Aim:
Format the items from the start through the line containing "left=140, top=163, right=201, bottom=200" as a numbered list, leaving out blank lines.

The data:

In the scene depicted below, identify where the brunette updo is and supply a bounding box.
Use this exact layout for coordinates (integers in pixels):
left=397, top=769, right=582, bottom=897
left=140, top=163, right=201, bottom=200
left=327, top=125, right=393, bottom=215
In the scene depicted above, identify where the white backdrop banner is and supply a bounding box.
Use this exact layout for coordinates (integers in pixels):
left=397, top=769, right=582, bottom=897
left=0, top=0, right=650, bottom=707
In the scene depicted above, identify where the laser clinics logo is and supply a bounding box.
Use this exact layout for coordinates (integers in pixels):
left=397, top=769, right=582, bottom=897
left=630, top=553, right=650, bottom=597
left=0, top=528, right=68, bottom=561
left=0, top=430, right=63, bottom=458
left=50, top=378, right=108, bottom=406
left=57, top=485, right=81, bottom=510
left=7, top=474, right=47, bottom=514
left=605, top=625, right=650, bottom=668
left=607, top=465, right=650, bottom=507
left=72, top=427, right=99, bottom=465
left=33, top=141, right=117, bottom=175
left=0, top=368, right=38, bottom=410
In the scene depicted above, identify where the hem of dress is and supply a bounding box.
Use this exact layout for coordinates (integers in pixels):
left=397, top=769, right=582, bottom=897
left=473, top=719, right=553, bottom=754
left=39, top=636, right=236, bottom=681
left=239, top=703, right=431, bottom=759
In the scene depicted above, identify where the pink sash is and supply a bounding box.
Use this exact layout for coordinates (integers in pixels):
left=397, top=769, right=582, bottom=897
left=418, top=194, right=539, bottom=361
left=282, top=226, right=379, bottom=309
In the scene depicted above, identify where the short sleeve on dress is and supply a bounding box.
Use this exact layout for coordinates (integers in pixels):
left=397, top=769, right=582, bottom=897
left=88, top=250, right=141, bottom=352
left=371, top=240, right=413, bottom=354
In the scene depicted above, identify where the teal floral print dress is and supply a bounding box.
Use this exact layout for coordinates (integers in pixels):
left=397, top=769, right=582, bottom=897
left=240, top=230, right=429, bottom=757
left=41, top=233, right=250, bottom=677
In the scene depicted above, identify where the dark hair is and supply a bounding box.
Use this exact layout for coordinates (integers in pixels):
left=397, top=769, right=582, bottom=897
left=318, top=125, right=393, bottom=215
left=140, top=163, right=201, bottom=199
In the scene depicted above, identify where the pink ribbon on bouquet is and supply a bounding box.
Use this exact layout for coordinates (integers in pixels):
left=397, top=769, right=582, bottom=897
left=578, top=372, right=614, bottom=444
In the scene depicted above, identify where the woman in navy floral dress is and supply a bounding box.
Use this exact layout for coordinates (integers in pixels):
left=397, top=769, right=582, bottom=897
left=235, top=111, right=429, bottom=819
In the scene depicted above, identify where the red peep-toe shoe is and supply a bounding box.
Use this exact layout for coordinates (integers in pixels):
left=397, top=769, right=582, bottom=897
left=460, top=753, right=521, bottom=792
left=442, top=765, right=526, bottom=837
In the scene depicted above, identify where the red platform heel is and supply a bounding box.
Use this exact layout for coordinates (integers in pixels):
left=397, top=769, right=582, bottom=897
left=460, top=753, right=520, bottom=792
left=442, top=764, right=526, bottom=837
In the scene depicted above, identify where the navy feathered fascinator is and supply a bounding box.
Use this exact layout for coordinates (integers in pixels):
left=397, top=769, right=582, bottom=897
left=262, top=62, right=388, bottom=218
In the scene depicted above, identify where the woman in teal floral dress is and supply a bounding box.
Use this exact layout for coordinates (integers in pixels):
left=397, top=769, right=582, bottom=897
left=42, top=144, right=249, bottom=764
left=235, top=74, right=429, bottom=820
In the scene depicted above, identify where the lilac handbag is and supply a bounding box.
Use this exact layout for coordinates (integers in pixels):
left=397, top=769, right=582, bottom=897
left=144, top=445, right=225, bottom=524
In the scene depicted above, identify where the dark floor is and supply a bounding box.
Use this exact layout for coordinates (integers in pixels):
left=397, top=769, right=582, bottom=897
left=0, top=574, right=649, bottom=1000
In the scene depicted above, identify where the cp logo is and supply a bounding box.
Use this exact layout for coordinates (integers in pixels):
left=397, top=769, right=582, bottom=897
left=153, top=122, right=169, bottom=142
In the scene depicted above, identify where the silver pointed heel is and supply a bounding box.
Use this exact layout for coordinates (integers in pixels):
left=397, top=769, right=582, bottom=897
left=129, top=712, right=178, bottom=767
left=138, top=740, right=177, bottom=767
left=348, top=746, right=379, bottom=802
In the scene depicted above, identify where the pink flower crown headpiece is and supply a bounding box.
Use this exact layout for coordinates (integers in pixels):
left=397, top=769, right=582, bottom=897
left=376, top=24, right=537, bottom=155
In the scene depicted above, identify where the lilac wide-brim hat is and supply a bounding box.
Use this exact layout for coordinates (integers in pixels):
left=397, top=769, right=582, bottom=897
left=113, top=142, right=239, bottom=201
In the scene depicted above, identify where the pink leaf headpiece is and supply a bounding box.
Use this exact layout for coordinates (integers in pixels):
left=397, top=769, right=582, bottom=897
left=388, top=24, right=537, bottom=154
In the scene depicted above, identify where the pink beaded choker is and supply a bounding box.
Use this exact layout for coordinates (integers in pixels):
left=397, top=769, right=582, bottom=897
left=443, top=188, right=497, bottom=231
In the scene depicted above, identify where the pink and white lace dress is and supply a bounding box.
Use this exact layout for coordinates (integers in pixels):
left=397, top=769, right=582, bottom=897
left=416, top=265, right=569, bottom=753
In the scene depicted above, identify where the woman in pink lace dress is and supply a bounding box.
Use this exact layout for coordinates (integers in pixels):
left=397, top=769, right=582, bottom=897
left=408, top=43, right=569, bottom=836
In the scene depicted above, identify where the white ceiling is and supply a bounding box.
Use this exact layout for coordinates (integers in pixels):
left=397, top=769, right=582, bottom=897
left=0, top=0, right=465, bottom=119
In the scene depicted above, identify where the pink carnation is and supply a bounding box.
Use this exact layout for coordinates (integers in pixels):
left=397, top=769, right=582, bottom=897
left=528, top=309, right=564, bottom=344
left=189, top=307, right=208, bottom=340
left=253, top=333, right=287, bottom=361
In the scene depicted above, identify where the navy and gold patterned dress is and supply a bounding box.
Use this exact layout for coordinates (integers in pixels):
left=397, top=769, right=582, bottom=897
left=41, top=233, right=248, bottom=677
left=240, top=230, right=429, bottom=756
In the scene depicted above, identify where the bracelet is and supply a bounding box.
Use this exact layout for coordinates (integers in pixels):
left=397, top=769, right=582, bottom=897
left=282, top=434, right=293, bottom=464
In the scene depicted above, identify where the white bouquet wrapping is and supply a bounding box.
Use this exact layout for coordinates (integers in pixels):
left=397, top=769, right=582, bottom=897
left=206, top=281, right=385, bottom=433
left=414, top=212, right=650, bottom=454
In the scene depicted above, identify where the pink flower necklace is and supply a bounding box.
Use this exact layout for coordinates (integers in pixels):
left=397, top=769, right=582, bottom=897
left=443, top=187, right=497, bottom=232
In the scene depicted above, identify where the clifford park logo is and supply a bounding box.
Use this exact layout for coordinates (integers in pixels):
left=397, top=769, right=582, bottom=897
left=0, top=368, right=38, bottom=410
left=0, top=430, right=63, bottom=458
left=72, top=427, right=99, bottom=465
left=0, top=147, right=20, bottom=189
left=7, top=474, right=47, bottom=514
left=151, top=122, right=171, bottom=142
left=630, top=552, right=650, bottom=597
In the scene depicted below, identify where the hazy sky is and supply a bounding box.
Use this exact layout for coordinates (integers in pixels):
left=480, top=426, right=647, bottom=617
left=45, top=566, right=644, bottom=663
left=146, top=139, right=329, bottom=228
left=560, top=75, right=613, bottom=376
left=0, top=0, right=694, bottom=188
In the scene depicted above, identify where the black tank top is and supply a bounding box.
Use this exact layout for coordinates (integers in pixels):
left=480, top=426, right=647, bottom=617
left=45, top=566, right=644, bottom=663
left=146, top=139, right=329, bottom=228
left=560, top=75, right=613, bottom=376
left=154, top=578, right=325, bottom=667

Response for this exercise:
1. In the scene depicted below, identify where the brunette updo is and supply a bounding box.
2. Use this exact layout for coordinates (integers in pixels):
3. left=397, top=769, right=582, bottom=897
4. left=140, top=163, right=201, bottom=200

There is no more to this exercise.